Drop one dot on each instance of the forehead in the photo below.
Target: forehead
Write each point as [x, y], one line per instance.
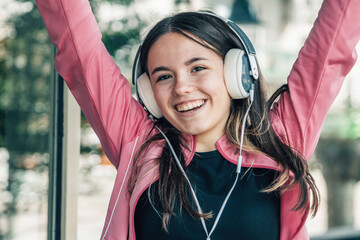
[172, 47]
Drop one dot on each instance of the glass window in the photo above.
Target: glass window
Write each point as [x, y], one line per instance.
[25, 66]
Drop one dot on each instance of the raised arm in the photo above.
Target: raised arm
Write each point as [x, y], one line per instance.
[102, 92]
[317, 75]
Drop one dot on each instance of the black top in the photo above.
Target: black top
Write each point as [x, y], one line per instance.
[249, 213]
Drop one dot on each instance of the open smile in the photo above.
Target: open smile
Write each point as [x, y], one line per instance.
[190, 106]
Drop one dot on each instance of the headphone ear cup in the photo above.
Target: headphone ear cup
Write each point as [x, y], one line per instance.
[237, 73]
[146, 95]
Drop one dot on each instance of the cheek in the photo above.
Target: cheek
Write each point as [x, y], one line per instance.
[161, 96]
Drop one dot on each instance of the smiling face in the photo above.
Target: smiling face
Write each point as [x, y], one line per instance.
[189, 87]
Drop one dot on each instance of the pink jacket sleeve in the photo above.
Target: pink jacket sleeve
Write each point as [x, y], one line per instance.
[317, 75]
[102, 92]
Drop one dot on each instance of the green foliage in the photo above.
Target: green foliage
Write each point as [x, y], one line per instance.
[343, 126]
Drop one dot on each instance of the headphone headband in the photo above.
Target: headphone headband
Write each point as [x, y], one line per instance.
[240, 70]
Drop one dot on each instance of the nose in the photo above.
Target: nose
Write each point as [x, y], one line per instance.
[183, 85]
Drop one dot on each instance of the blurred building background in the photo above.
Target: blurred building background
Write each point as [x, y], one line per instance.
[30, 181]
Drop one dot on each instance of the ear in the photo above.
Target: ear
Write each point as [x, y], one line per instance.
[237, 73]
[146, 95]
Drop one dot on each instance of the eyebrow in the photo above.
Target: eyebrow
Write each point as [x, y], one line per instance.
[187, 63]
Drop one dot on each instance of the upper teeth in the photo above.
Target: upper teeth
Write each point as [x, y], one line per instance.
[189, 106]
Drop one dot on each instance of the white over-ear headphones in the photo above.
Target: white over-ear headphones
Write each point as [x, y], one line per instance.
[240, 71]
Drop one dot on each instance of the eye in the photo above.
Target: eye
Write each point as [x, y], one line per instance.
[163, 77]
[197, 69]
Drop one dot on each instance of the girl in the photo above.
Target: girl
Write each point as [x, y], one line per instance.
[209, 157]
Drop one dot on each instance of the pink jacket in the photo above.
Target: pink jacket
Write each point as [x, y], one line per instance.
[122, 125]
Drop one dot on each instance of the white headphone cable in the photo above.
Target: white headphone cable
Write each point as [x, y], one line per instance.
[238, 170]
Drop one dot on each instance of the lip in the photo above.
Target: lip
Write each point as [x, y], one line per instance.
[192, 111]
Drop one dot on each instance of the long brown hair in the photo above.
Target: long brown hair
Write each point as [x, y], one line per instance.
[260, 137]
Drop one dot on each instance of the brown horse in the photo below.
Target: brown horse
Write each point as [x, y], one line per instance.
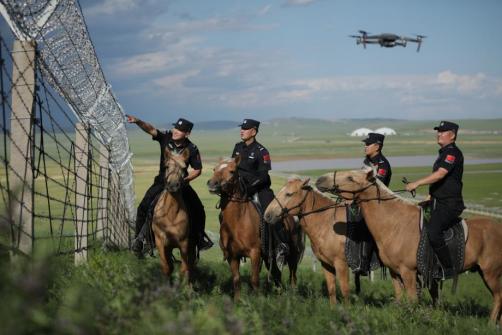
[325, 223]
[240, 229]
[393, 222]
[170, 222]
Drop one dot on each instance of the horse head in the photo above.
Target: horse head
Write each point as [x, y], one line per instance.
[224, 176]
[347, 184]
[175, 169]
[288, 201]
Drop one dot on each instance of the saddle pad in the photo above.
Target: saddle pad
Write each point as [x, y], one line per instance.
[448, 233]
[427, 261]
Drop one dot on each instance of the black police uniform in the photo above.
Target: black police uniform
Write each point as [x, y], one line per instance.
[382, 167]
[446, 198]
[446, 194]
[194, 206]
[384, 173]
[253, 169]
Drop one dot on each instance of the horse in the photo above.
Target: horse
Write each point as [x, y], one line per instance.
[170, 221]
[394, 223]
[325, 223]
[240, 229]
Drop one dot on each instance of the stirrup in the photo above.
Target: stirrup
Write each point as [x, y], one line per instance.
[205, 243]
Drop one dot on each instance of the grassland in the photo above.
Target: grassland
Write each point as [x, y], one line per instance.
[115, 293]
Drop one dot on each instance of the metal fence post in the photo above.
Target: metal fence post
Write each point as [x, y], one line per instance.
[21, 155]
[103, 194]
[81, 196]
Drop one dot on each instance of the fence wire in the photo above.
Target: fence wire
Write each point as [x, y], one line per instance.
[69, 64]
[69, 88]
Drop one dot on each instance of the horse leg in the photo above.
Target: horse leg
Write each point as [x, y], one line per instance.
[342, 271]
[330, 276]
[410, 284]
[255, 268]
[293, 266]
[236, 277]
[434, 292]
[397, 284]
[492, 282]
[165, 261]
[185, 269]
[357, 280]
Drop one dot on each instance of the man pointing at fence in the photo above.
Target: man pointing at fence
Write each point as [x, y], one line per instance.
[176, 140]
[445, 192]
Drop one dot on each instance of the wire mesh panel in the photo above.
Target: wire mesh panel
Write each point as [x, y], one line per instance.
[74, 184]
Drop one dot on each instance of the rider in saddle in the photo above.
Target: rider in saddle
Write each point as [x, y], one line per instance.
[445, 192]
[373, 145]
[176, 140]
[253, 169]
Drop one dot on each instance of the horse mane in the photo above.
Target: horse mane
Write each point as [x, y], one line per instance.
[315, 189]
[391, 193]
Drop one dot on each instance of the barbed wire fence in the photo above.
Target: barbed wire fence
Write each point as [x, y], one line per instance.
[66, 176]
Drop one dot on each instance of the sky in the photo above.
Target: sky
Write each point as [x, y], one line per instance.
[228, 60]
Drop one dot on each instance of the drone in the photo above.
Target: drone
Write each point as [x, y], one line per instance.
[387, 40]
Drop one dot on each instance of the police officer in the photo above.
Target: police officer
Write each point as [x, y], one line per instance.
[176, 140]
[253, 169]
[445, 192]
[373, 145]
[375, 159]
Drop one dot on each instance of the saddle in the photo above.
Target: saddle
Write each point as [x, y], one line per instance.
[265, 238]
[428, 265]
[360, 248]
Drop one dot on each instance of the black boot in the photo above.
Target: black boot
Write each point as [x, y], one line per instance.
[445, 259]
[282, 249]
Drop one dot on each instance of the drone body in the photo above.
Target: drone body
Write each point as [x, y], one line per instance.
[387, 40]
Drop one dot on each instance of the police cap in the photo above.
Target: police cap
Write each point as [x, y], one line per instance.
[447, 125]
[183, 125]
[249, 123]
[374, 138]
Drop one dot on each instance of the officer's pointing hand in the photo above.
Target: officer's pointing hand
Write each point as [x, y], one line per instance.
[411, 187]
[131, 119]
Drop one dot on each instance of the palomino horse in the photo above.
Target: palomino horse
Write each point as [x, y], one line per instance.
[325, 223]
[393, 222]
[170, 222]
[240, 229]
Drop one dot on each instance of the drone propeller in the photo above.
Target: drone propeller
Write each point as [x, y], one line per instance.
[419, 41]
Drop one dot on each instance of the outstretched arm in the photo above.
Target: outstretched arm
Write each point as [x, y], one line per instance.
[145, 126]
[430, 179]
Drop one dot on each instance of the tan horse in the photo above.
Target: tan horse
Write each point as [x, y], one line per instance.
[325, 223]
[240, 229]
[170, 222]
[393, 222]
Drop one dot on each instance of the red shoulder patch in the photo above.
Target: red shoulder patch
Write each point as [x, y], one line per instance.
[450, 159]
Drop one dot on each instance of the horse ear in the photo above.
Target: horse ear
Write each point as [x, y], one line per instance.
[185, 154]
[305, 184]
[167, 153]
[370, 175]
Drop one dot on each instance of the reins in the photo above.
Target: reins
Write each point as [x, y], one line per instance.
[285, 210]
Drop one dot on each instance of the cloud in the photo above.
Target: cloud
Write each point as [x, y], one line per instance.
[113, 7]
[264, 10]
[291, 3]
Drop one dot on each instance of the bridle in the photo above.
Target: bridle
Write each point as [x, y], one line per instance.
[338, 191]
[285, 211]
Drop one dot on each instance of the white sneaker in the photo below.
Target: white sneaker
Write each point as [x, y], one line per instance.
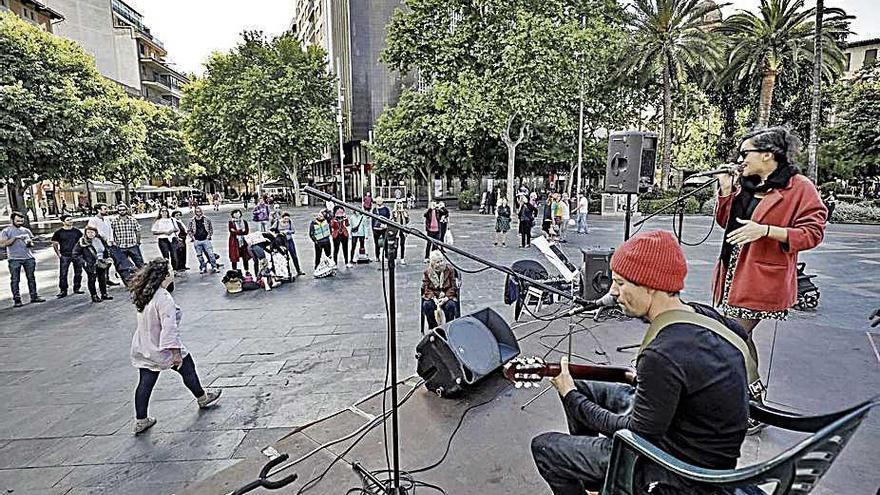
[209, 398]
[142, 425]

────────────────

# Do this
Omit the pictures and print again exactly the lines from the one with "Drop one dot on each instance of the outstretched" through the final line of the entries, both ends included.

# Task result
Drop one dot on each instance of the outstretched arm in the photo above.
Target: outstretched arm
Write each point as [x, y], one line per instance.
[145, 126]
[430, 179]
Drop one dot on each instance of the tan horse in the photo above.
Target: tan horse
Write each point as [x, y], one line per instance.
[325, 223]
[240, 229]
[170, 222]
[393, 222]
Drop one dot on each instance of the red shoulder patch in the photo above.
Target: red shoulder patch
Write each point as [x, y], one line per instance.
[450, 159]
Drop one dot on each instance of the horse ear in the photo above.
Target: horse ear
Write each point as [x, y], one line per instance.
[185, 154]
[305, 184]
[167, 153]
[370, 175]
Drop one dot on each instance of the reins in the photo above.
Target: reins
Write each point as [x, y], one line per instance.
[285, 210]
Drop one dot on each instance of the cloud in the photo above.
Target: cloud
Write each point as [x, y], one line per instance.
[113, 7]
[264, 10]
[291, 3]
Drop one dot on each instance of the bridle in the photo above.
Target: bridle
Write each point as [x, y], one line per instance.
[338, 191]
[285, 211]
Drop one dot on each instance of the white sneaker in the photo below.
Target: white sneaker
Write each point as [x, y], one line per instance.
[209, 398]
[142, 425]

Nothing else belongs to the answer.